*What is needed:* All of the entries are to be written out again verbatim.

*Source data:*

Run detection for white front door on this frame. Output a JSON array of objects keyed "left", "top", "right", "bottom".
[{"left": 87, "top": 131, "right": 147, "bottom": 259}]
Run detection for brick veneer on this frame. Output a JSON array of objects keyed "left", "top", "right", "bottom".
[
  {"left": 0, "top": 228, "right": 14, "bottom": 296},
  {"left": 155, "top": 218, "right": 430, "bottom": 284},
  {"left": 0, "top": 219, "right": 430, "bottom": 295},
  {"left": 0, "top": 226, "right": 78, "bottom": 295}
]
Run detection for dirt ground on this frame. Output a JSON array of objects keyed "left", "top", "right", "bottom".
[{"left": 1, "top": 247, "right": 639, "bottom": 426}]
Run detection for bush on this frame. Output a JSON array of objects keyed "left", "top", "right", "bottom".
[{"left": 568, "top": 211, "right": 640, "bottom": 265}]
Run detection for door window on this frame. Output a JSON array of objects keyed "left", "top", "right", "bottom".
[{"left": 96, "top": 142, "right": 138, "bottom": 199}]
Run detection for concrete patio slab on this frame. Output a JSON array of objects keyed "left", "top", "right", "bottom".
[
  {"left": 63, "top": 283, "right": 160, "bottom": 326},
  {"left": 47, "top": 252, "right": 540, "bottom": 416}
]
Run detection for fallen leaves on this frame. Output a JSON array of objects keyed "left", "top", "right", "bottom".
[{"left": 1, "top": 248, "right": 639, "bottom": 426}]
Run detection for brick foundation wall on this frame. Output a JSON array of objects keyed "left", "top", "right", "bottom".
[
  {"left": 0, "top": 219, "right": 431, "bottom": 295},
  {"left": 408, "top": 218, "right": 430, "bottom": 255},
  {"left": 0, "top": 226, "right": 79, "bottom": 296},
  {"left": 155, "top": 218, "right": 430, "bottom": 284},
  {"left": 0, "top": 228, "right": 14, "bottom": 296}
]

*Worked solution:*
Run detection for white front door on this frame. Output a JSON array of objects keyed "left", "top", "right", "bottom".
[{"left": 87, "top": 131, "right": 147, "bottom": 259}]
Run detection for brick veneer on this frame. Output a JSON array of objects keyed "left", "top", "right", "bottom".
[
  {"left": 0, "top": 228, "right": 14, "bottom": 296},
  {"left": 155, "top": 218, "right": 430, "bottom": 284},
  {"left": 0, "top": 219, "right": 430, "bottom": 295},
  {"left": 0, "top": 226, "right": 78, "bottom": 295}
]
Run detection for dirt ground on this frame. Output a JSON array of objects keyed "left", "top", "right", "bottom".
[{"left": 1, "top": 247, "right": 639, "bottom": 426}]
Run detection for bush on this frame. Output a JSON array of objects keyed "left", "top", "right", "bottom".
[{"left": 568, "top": 211, "right": 640, "bottom": 265}]
Run detection for door window on this frame. Output a JSON array of objects keyed "left", "top", "right", "bottom".
[{"left": 96, "top": 142, "right": 138, "bottom": 199}]
Run detection for concrete patio slab on this frame. Output a JSON array of objects keyed "left", "top", "right", "bottom".
[
  {"left": 63, "top": 283, "right": 160, "bottom": 326},
  {"left": 47, "top": 252, "right": 540, "bottom": 416}
]
Run detection for fallen leaves on this frame. Output a JSON array of objects keyed "left", "top", "right", "bottom".
[{"left": 1, "top": 248, "right": 639, "bottom": 426}]
Run detection for brick foundation wall on this frame. Output a JSON array of objects keyed "left", "top", "right", "bottom".
[
  {"left": 0, "top": 219, "right": 431, "bottom": 295},
  {"left": 408, "top": 218, "right": 430, "bottom": 255},
  {"left": 0, "top": 226, "right": 79, "bottom": 296},
  {"left": 155, "top": 218, "right": 430, "bottom": 284},
  {"left": 0, "top": 228, "right": 14, "bottom": 296}
]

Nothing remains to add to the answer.